Referring expression data:
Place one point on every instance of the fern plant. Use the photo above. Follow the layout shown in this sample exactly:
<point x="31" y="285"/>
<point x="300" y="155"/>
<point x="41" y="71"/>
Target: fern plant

● Exercise aim
Retype each record. Keep every character as it is.

● Solution below
Place one point on every instance of the fern plant. Use the photo above. Follow the layout shown in this sample exactly:
<point x="31" y="285"/>
<point x="300" y="155"/>
<point x="41" y="71"/>
Target: fern plant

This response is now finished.